* _What is needed_
Put the lines of the material below, from the line with "Annotation task — tag the forest" to the line with "[(238, 293), (485, 311), (386, 303)]", both included, into a JSON list of strings, one string per line, leaving out blank lines.

* _Entries_
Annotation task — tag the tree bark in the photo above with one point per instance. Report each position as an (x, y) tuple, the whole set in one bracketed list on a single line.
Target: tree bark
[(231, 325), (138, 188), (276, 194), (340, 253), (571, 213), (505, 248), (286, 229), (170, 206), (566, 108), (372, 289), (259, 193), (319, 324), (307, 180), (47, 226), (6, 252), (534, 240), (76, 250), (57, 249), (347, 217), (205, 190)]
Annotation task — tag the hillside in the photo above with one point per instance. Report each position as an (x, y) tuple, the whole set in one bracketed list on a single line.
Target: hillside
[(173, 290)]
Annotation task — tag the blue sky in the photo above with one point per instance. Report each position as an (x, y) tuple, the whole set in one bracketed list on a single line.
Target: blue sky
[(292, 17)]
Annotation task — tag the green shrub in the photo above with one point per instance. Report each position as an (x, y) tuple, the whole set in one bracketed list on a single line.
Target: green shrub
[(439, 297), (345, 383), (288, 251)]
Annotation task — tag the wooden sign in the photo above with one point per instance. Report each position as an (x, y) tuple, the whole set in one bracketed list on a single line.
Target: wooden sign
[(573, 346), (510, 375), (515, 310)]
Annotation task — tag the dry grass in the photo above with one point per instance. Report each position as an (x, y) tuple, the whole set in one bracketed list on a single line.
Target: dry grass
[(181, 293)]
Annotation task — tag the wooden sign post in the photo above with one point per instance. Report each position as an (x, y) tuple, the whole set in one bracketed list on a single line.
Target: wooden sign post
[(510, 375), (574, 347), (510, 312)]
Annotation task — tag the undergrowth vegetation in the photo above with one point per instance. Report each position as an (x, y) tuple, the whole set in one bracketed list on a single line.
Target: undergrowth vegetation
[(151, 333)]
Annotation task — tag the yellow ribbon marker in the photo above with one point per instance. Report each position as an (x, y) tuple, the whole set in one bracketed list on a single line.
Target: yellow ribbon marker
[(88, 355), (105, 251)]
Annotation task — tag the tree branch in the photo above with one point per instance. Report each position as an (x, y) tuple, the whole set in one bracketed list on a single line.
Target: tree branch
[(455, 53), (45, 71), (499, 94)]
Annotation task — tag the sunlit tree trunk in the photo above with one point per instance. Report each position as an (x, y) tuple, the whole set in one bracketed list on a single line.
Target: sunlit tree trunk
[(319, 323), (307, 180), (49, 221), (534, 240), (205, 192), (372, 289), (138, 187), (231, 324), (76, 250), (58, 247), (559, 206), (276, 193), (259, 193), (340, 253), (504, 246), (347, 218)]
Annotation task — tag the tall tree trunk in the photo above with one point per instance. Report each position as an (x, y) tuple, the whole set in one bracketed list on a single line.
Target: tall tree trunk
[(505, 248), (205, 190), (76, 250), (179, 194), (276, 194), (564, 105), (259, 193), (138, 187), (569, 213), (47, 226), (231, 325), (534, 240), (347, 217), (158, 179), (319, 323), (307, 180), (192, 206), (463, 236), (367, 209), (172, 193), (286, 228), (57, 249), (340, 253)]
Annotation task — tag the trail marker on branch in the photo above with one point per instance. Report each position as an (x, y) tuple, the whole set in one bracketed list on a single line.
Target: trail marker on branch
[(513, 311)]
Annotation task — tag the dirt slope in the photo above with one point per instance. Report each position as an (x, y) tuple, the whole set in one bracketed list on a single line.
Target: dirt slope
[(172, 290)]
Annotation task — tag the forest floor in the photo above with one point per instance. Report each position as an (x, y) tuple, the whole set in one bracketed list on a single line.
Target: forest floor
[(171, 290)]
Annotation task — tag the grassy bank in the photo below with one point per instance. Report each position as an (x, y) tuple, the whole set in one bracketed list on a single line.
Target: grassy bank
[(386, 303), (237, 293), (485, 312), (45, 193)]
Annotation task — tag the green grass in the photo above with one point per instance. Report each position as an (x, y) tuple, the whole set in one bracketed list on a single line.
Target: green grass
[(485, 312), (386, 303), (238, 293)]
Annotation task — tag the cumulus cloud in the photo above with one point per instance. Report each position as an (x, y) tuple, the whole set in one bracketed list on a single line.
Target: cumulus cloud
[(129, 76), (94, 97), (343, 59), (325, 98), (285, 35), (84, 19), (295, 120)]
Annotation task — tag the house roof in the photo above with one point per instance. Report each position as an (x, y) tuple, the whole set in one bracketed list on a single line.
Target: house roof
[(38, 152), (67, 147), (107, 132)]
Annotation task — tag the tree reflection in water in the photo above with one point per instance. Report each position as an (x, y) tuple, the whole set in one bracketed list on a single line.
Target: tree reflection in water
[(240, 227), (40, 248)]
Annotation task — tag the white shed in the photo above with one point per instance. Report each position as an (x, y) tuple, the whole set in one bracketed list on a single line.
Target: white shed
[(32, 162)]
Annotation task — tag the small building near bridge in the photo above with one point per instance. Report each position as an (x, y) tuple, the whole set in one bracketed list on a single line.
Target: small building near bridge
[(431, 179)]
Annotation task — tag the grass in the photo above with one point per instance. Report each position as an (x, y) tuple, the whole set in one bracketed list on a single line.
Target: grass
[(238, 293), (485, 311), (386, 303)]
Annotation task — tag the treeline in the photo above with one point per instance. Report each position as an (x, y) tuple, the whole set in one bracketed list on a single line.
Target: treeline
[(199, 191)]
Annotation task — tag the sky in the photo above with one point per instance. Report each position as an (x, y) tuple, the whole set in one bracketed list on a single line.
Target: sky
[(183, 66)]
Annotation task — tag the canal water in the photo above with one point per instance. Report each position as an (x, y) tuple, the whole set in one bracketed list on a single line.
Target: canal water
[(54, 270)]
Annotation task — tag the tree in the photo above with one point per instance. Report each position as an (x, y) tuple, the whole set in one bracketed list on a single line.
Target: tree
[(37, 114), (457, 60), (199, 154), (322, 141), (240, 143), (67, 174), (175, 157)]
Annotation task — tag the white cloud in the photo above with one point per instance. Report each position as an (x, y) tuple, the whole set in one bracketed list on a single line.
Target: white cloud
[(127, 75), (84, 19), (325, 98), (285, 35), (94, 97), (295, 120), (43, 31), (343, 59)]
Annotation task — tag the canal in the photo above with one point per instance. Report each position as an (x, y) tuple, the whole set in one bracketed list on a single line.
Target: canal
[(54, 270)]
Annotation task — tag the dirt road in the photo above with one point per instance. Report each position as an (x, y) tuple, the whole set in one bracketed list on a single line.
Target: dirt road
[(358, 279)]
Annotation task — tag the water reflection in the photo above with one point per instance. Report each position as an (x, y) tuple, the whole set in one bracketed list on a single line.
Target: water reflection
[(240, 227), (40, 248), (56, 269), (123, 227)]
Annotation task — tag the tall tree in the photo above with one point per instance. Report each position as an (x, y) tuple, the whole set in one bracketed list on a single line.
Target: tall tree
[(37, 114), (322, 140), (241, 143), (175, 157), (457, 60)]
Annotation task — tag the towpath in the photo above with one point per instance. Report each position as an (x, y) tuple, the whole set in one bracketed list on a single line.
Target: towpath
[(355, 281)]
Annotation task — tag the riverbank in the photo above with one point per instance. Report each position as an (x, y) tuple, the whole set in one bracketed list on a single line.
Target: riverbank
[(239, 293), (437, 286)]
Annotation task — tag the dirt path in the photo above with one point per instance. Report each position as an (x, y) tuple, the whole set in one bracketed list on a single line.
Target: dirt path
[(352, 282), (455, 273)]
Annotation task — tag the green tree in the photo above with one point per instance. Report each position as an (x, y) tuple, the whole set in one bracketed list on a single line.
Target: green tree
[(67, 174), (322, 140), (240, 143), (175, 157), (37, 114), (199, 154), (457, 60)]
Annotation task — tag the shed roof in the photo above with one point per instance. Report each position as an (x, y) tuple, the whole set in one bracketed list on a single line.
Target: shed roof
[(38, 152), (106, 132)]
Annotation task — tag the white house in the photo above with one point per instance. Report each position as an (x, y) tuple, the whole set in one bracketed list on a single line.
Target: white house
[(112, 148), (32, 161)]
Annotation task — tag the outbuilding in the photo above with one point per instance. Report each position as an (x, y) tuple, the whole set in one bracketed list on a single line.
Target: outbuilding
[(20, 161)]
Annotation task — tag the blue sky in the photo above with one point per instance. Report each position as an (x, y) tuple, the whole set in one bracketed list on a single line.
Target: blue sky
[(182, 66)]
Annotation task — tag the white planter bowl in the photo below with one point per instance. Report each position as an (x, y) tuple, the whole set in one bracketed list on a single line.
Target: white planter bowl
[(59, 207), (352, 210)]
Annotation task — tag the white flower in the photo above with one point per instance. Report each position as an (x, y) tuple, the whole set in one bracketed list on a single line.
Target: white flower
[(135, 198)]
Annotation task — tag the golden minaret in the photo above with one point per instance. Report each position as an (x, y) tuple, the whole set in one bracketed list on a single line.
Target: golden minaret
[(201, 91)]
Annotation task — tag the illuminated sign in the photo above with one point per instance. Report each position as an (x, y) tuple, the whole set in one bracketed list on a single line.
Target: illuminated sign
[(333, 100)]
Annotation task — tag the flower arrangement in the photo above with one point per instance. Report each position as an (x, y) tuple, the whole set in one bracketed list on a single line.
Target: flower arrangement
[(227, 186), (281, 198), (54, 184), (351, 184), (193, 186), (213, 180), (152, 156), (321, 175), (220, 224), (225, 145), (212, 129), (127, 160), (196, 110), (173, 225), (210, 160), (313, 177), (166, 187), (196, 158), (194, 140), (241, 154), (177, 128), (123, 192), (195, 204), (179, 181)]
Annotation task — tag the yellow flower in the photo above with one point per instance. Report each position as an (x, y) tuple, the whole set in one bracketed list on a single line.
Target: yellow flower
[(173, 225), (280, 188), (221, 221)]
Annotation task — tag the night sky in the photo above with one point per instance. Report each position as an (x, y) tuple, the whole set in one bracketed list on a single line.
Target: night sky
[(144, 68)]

* _Reply to the task_
[
  "Annotation task — tag the forest floor in the photo above with one point per instance. Report each position as an (x, y) tuple, the whole set in one bracketed list on a single line.",
  "Target: forest floor",
  "[(171, 290)]",
  "Annotation task — tag the grassy bank in the photo below with one point per instance. Report each position as an (x, y) tuple, the whole set in one bracketed list on a single line.",
  "Target: grassy bank",
  "[(386, 303), (237, 293), (485, 312), (45, 193)]",
  "Annotation task — tag the green grass in the photo above with one point per instance. Report each position as an (x, y) tuple, the whole set in one bracketed list on a single line.",
  "Target: green grass",
  "[(485, 312), (386, 303), (238, 293)]",
  "Annotation task — tag the cumulus cloud in the photo above with one point per instance. Report each position as an (x, y) tuple, the whole set in one bracketed list on a single line.",
  "Target: cumulus cloud",
  "[(129, 76), (94, 97), (343, 59), (325, 98), (285, 35), (84, 19), (295, 120)]",
  "Annotation task — tag the house roof in the photo above with one point per instance. Report each position as an (x, y) tuple, the whole set in one bracketed list on a single line.",
  "Target: house roof",
  "[(38, 152), (67, 147), (107, 132)]",
  "Annotation task — tag the tree reflection in water in the photo above with one point per instance. Report each position as an (x, y) tuple, the whole set in one bracketed list on a single line.",
  "Target: tree reflection in water",
  "[(240, 227), (40, 248)]",
  "Annotation task — tag the white shed in the photo above with one point per instance. Report each position as an (x, y) tuple, the whole set in one bracketed list on a single line.",
  "Target: white shed",
  "[(32, 162)]",
  "Annotation task — tag the small building near bridge in the photo above with one point per instance. Report each position as an (x, y) tuple, the whole set in one bracketed list on a single line.",
  "Target: small building near bridge",
  "[(431, 179)]",
  "Annotation task — tag the grass in the photo above with one point per instance. Report each position as an (x, y) tuple, the whole set in one bracketed list on a single line.",
  "Target: grass",
  "[(238, 293), (485, 311), (386, 303)]"
]